Auszug:
__________________________________________________

Der Zionismus bot sich selbst als Lösung für den Antisemitismus an,
wurde aber zum Hauptgrund für dessen anhaltende Präsenz.
Ilan Pappé
Liebe Leserinnen und Leser
Ein bizarres Bild bot sich damals in der israelischen Negev-Wüste: Erstens die Felder und Treibhäuser mit Tomaten, Peperoni, Melonen, Trauben und vielem mehr. Dann die Feldarbeiter: Gruppen von etwa zehn vollständig verhüllter kleineren Menschen zusammen mit zwei oder drei kurzärmligen grösseren. Ich gehörte zu letzteren: Westliche Abenteurer und allenfalls ein Israeli, der Landwirt. Die verhüllten waren Thailänder, sogar ihre Gesichter deckten sie ab, um Sonnenbräune zu vermeiden. Eine dunkle Hautfarbe gilt in Asien nämlich als Merkmal tieferer sozialer Schichten.
Die Szene spielte sich 1991 im Moshav Paran ab. Moshavim sind kleine genossenschaftliche Agrargemeinschaften, ähnlich den Kibbuzim. Der Unterschied dazu ist, dass Privatbesitz erlaubt ist. Auswärtige arbeiten zudem mehr und sie erhalten keine Kost, nur Logis, dafür im Gegensatz zu den Gastarbeitern eines Kibbuzim eine Bezahlung, wenn auch nicht viel.

__________________________________________________

Aufgabe:
Stimmen die folgenden Aussagen mit dem Auszug oben überein? Bitte antworten Sie jeweils mit Ja oder Nein und zitieren Sie die entscheidenden Worte: (a) Die thailändischen Feldarbeiter bedeckten auch ihre Gesichter. (b) In Moshavim ist Privatbesitz nicht gestattet. (c) Auswärtige im Moshav bekommen Kost und Logis.

__________________________________________________

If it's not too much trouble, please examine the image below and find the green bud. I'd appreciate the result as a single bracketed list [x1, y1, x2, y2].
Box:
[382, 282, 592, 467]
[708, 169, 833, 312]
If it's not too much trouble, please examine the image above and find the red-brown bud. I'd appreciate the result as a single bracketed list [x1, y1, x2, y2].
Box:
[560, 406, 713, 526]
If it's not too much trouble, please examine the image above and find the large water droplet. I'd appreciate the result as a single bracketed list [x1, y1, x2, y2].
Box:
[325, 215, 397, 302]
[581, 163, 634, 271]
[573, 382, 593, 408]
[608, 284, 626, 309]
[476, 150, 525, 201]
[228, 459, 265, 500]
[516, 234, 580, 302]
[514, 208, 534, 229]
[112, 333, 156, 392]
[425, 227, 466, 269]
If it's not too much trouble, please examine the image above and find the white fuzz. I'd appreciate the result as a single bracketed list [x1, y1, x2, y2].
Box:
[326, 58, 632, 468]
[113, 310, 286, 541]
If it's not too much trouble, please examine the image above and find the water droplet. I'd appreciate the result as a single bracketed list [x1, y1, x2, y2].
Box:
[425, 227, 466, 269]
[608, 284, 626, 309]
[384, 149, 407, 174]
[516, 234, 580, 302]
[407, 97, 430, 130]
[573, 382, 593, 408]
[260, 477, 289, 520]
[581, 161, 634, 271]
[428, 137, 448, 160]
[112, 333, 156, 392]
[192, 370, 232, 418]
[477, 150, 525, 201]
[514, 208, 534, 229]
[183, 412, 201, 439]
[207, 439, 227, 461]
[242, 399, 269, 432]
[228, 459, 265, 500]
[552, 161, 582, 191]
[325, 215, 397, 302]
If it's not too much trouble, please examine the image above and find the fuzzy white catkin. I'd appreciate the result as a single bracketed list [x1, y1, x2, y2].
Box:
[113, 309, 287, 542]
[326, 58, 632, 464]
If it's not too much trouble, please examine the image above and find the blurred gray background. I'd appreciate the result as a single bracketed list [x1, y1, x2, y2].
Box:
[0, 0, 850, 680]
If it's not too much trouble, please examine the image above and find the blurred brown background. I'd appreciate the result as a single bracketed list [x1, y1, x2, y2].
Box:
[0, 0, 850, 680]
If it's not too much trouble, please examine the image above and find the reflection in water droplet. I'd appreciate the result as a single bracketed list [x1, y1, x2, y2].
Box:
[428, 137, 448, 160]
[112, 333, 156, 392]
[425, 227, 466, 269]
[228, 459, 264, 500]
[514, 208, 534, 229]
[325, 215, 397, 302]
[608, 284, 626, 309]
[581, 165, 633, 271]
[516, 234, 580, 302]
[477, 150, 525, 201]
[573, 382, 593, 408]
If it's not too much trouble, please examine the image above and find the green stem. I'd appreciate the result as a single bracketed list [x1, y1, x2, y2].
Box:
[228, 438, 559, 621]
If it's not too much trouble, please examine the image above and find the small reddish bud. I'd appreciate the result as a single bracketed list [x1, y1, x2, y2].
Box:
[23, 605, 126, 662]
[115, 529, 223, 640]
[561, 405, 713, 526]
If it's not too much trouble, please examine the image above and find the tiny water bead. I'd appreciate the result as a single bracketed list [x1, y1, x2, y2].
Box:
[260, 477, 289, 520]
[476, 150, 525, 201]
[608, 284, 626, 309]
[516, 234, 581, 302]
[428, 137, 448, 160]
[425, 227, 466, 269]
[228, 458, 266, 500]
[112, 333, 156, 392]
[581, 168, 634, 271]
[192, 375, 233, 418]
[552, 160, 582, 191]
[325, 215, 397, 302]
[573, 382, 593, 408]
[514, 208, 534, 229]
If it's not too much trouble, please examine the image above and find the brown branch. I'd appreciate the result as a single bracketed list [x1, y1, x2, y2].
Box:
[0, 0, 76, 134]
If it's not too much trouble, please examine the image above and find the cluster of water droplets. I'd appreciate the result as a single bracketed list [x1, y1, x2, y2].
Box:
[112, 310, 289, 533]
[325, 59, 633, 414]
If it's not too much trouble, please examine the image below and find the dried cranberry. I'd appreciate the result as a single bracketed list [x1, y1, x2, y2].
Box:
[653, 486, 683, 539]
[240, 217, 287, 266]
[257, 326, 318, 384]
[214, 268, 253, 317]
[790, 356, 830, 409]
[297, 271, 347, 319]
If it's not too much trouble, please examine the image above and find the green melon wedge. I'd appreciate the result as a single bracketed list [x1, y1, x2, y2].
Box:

__________________________________________________

Lösung:
(a) Ja: „sogar ihre Gesichter deckten sie ab“
(b) Nein: „Der Unterschied dazu ist, dass Privatbesitz erlaubt ist.“
(c) Nein: „sie erhalten keine Kost, nur Logis“